Rewrite every line of the records below as a Markdown table with two columns, Row and Line. Number the rows in order, and leave out any blank lines.
"""
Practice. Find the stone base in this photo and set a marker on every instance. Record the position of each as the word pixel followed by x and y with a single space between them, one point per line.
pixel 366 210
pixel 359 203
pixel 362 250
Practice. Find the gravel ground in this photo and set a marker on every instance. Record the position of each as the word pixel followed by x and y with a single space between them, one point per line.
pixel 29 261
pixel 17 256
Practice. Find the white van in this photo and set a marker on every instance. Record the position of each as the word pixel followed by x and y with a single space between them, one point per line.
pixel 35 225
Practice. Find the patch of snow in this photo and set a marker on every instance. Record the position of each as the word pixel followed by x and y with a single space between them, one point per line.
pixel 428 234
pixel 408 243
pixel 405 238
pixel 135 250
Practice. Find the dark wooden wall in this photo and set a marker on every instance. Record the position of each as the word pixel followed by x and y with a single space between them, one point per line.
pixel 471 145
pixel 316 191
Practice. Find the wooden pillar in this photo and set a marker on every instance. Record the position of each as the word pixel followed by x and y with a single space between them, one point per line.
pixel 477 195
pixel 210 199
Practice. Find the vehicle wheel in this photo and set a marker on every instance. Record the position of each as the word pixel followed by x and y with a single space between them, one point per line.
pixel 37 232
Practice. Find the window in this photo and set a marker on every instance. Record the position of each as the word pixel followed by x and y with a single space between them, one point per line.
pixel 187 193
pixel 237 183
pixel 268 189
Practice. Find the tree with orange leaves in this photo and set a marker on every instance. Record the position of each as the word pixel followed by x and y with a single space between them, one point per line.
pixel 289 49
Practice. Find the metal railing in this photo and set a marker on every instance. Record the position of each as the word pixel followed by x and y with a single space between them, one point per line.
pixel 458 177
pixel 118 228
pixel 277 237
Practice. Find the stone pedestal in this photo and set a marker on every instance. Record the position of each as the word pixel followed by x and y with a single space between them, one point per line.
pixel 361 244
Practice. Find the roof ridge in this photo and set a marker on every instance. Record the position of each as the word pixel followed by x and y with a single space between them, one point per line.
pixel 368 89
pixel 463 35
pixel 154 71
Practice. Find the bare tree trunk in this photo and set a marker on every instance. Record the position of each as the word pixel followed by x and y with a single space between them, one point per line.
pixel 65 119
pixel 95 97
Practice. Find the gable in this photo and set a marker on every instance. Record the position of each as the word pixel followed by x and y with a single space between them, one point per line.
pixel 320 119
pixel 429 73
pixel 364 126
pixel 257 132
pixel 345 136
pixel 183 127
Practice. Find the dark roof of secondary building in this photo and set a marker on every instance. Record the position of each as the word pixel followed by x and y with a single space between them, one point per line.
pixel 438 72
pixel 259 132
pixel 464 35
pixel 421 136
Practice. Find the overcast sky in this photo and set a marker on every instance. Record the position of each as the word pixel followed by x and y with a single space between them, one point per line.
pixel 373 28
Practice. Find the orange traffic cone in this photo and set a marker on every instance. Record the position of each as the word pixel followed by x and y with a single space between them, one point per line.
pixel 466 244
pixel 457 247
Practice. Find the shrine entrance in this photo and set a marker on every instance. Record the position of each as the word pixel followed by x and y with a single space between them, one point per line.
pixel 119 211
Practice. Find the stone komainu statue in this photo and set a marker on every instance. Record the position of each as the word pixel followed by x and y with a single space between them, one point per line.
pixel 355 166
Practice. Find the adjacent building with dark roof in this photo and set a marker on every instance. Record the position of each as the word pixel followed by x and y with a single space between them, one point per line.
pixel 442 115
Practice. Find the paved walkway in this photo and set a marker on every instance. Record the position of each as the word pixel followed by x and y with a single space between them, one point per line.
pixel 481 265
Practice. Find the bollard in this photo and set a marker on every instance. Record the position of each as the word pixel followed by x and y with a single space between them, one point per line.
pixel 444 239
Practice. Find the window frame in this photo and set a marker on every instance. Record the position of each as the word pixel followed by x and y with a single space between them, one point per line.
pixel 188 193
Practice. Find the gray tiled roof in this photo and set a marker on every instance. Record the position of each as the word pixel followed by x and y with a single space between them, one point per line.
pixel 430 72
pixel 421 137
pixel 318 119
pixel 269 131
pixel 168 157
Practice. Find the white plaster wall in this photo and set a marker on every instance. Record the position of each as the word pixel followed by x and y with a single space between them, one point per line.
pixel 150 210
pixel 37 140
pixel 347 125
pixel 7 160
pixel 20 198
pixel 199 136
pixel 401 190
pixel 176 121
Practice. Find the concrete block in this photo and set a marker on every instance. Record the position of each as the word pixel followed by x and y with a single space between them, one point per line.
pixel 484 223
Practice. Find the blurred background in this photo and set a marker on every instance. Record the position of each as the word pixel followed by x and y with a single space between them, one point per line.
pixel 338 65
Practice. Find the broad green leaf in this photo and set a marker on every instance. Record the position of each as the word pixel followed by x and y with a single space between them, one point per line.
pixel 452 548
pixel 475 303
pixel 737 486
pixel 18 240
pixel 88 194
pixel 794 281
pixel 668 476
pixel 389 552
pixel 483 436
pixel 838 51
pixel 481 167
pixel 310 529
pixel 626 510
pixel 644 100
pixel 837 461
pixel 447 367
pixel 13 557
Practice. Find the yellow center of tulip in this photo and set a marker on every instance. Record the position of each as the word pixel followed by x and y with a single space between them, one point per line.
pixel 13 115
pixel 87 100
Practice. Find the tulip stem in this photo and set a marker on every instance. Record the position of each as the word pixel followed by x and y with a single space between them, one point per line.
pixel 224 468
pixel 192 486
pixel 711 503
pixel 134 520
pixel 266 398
"""
• [ANSWER BELOW]
| Row | Line |
|---|---|
| 1 | Practice. Find the stone base in this photo and set a marker on every instance. Record the position of each as the word pixel followed by x and y with a single space between them, one point per line. |
| 2 | pixel 366 210 |
| 3 | pixel 359 203 |
| 4 | pixel 362 250 |
| 5 | Practice. Find the gravel ground in this photo and set a marker on every instance. Record the position of each as the word pixel followed by x and y with a single space between them, one point per line. |
| 6 | pixel 29 261 |
| 7 | pixel 17 256 |
| 8 | Practice. Find the white van in this photo and set a marker on every instance. Record the position of each as the word pixel followed by x and y with a single space between them, one point per line. |
| 9 | pixel 35 225 |
| 10 | Practice. Find the patch of snow in this photo and set a marker on every instance. Record the position of each as the word pixel followed by x and y with a single space between them, one point per line. |
| 11 | pixel 428 234 |
| 12 | pixel 408 243 |
| 13 | pixel 405 238 |
| 14 | pixel 135 250 |
| 15 | Practice. Find the dark wooden wall in this photo and set a marker on every instance. Record the position of each as the word pixel followed by x and y with a single space between them, one point per line. |
| 16 | pixel 471 145 |
| 17 | pixel 316 191 |
| 18 | Practice. Find the wooden pillar in this photo and set a marker on every instance. Record the position of each as the word pixel followed by x and y with a single space between them, one point per line. |
| 19 | pixel 477 195 |
| 20 | pixel 210 199 |
| 21 | Practice. Find the vehicle wheel in this photo and set a marker on every instance. Record the position of each as the word pixel followed by x and y with a single space between them, one point per line. |
| 22 | pixel 37 232 |
| 23 | Practice. Find the window in this photo and set a marker on every instance. Record the position of each as the word pixel followed by x and y with a single space between them, one point per line. |
| 24 | pixel 187 193 |
| 25 | pixel 237 183 |
| 26 | pixel 268 189 |
| 27 | Practice. Find the tree with orange leaves in this photo and set a marker on every instance. Record the position of each as the word pixel followed by x and y with a single space between them, one point per line. |
| 28 | pixel 289 49 |
| 29 | Practice. Find the metal railing in this photo and set a marker on every instance. Record the position of each as the word pixel followed by x and y with a single space between them, one point per line. |
| 30 | pixel 458 177 |
| 31 | pixel 118 228 |
| 32 | pixel 277 237 |
| 33 | Practice. Find the stone pedestal in this photo and set a marker on every instance. Record the position of each as the word pixel followed by x and y with a single space between them, one point per line. |
| 34 | pixel 361 244 |
| 35 | Practice. Find the roof ridge in this photo and set a marker on every instance. Record the position of each as the word pixel followed by x and y with a single space between them, one point per line. |
| 36 | pixel 368 89 |
| 37 | pixel 463 35 |
| 38 | pixel 154 71 |
| 39 | Practice. Find the bare tree trunk in this photo and set a marker on every instance. Record the position of each as the word pixel followed by x and y with a single space between them, one point per line. |
| 40 | pixel 65 119 |
| 41 | pixel 95 97 |
| 42 | Practice. Find the gable in this photo and set a marker on every instance. Record the position of each as the word pixel followed by x and y with a single space between them, one point per line. |
| 43 | pixel 320 119 |
| 44 | pixel 429 73 |
| 45 | pixel 364 126 |
| 46 | pixel 257 132 |
| 47 | pixel 345 136 |
| 48 | pixel 183 127 |
| 49 | Practice. Find the dark roof of secondary building in this photo and set a marker on every instance. Record the position of each as the word pixel followed by x and y with a single space between them, one point per line. |
| 50 | pixel 438 72 |
| 51 | pixel 259 132 |
| 52 | pixel 464 35 |
| 53 | pixel 421 136 |
| 54 | Practice. Find the overcast sky in this photo and set a marker on every instance. Record the position of each as the word pixel followed by x and y with a single space between them, one point per line. |
| 55 | pixel 373 28 |
| 56 | Practice. Find the orange traffic cone in this photo and set a marker on every instance. Record the position of each as the word pixel followed by x and y with a single space between them, one point per line. |
| 57 | pixel 466 244 |
| 58 | pixel 457 247 |
| 59 | Practice. Find the shrine entrance in this photo and set a marker on every instance. Record the position of each as the word pixel followed by x and y with a single space between them, one point per line. |
| 60 | pixel 119 211 |
| 61 | Practice. Find the stone komainu statue in this photo and set a marker on every instance. Record the position of each as the word pixel followed by x and y with a single space between them, one point per line. |
| 62 | pixel 355 166 |
| 63 | Practice. Find the adjacent building with dark roof in this photo and set a marker on every instance. Record the position of each as the word pixel followed by x and y with a single space between them, one point per line. |
| 64 | pixel 442 115 |
| 65 | Practice. Find the paved walkway in this photo and set a marker on every instance. Record the position of each as the word pixel followed by x and y with a single space between them, one point per line. |
| 66 | pixel 481 265 |
| 67 | Practice. Find the bollard in this photo and set a marker on every instance. Record the position of each as the word pixel followed by x and y with a single space between them, one point per line. |
| 68 | pixel 444 239 |
| 69 | Practice. Find the window frame in this photo and set a marker on every instance. Record the position of each as the word pixel followed by x and y with a single space between them, one point per line. |
| 70 | pixel 188 193 |
| 71 | Practice. Find the gray tiled roof in this photo and set a marker on every instance. Record the position of each as the word pixel followed by x and y with a single space between them, one point per line. |
| 72 | pixel 430 72 |
| 73 | pixel 421 137 |
| 74 | pixel 318 119 |
| 75 | pixel 269 131 |
| 76 | pixel 168 157 |
| 77 | Practice. Find the white plaster wall in this photo and set a marker on every instance. Record the position of each as the word pixel followed by x and y with a single space between them, one point per line. |
| 78 | pixel 150 210 |
| 79 | pixel 37 140 |
| 80 | pixel 347 125 |
| 81 | pixel 7 160 |
| 82 | pixel 20 198 |
| 83 | pixel 199 136 |
| 84 | pixel 401 190 |
| 85 | pixel 176 121 |
| 86 | Practice. Find the concrete block in this photo and set a marker on every instance. Record the position of each as the word pixel followed by x and y with a single space between them, one point per line. |
| 87 | pixel 484 223 |
| 88 | Practice. Find the blurred background in this photo and set a marker on every instance. Record the position of each as the word pixel followed by x and y with a single space between them, one point per line. |
| 89 | pixel 338 65 |
| 90 | Practice. Find the broad green leaf in this photo and set a marker on every instance. Record the position of each as the word pixel followed by x and y with a single space between them, one point per line. |
| 91 | pixel 452 548 |
| 92 | pixel 475 303 |
| 93 | pixel 737 486 |
| 94 | pixel 18 240 |
| 95 | pixel 88 194 |
| 96 | pixel 794 281 |
| 97 | pixel 668 476 |
| 98 | pixel 389 552 |
| 99 | pixel 483 436 |
| 100 | pixel 838 51 |
| 101 | pixel 481 167 |
| 102 | pixel 310 529 |
| 103 | pixel 626 510 |
| 104 | pixel 644 100 |
| 105 | pixel 837 461 |
| 106 | pixel 447 367 |
| 107 | pixel 13 557 |
| 108 | Practice. Find the yellow center of tulip in this photo and set a marker on every instance. Record the position of each as the word pixel followed by x and y with a single space between them, one point per line. |
| 109 | pixel 13 115 |
| 110 | pixel 87 100 |
| 111 | Practice. Find the tulip stem in this photo and set a marker on every instance. Record the position of each as the word pixel followed by x and y with a single space between them, one point per line. |
| 112 | pixel 224 468 |
| 113 | pixel 192 486 |
| 114 | pixel 711 503 |
| 115 | pixel 134 520 |
| 116 | pixel 266 398 |